◆ **SOURCE**
— BEGIN —
Walter Creed Haymond (December 2, 1893 – March 1983) was an American track and field athlete. He is occasionally cited by leaders of The Church of Jesus Christ of Latter-day Saints as an example of the benefits that can result from abiding by the Word of Wisdom, a health code for Latter-day Saints.

Haymond was a member of the Church of Jesus Christ of Latter-day Saints. He graduated from Springville High School and competed in track and field through his high school years. He attended the University of Utah where he lettered 3 times and was the captain of the track team. He studied at the University of Pennsylvania, where he became the captain of the track team. At the 1919 Inter-Collegiate Association track meet, he broke the world record time for the 220-yard race. Haymond later attributed part of his success that day to his decision the night before to refuse his track coach's offer of sherry, as the Word of Wisdom (found in Section 89 of the Church's Doctrine and Covenants) prohibits consumption of alcohol. This was reminiscent of a promise he made to his mother as a young child that he would never drink tea, coffee, liquor, or tobacco; after they attended a stake conference with a powerful focus on the Word of Wisdom.
— END —
◆ **GIVEN INFORMATION**
— BEGIN —
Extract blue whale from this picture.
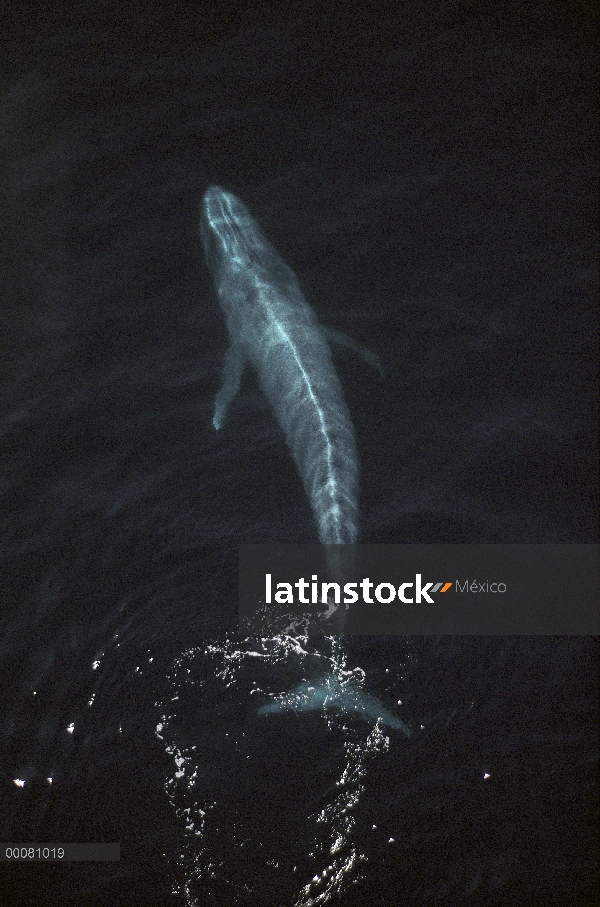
— END —
◆ **STATED EXERCISE A**
Could you return, word for word, the part of the passage on Walter Haymond that begins at "Walter Creed Haymond" and ends after "for Latter-day Saints."?
◆ **STATED EXERCISE B**
Resume the passage on Walter Haymond, picking up after its final sentence.

◆ **RESULT A**
Walter Creed Haymond (December 2, 1893 – March 1983) was an American track and field athlete. He is occasionally cited by leaders of The Church of Jesus Christ of Latter-day Saints as an example of the benefits that can result from abiding by the Word of Wisdom, a health code for Latter-day Saints.

◆ **RESULT B**
Haymond was accepted to compete as a sprinter for the U.S. team at the 1920 Summer Olympics, but he was injured before the competition. In 1920, Haymond became a dentist, so that he could advocate more people of the benefits of the Word of Wisdom. He was one of the patriarchs of the Cottonwood Stake when James E. Faust was the president of that stake. Haymond was a vocal advocate of the Word of Wisdom.

He died in March 1983 and his wife, Elna Parkinson Haymond, of 61 years, died the same day of a heart attack.

References

2009 Deseret Morning News Church Almanac (Salt Lake City, Utah: Deseret Morning News), p. 326.
Joseph J. Cannon, “Speed and the Spirit,” Improvement Era, Oct. 1928, pp. 1001–1007
James E. Faust, “The Enemy Within,” Ensign, November 2000, pp. 44–46
L. Tom Perry, “‘Run and Not Be Weary’,” Ensign, November 1996, p. 36
Creed Haymond's obituary
1919 Inter-Collegiate Association track meet results

American leaders of the Church of Jesus Christ of Latter-day Saints
American male sprinters
Penn Quakers men's track and field athletes
College men's track and field athletes in the United States
American dentists
Patriarchs (LDS Church)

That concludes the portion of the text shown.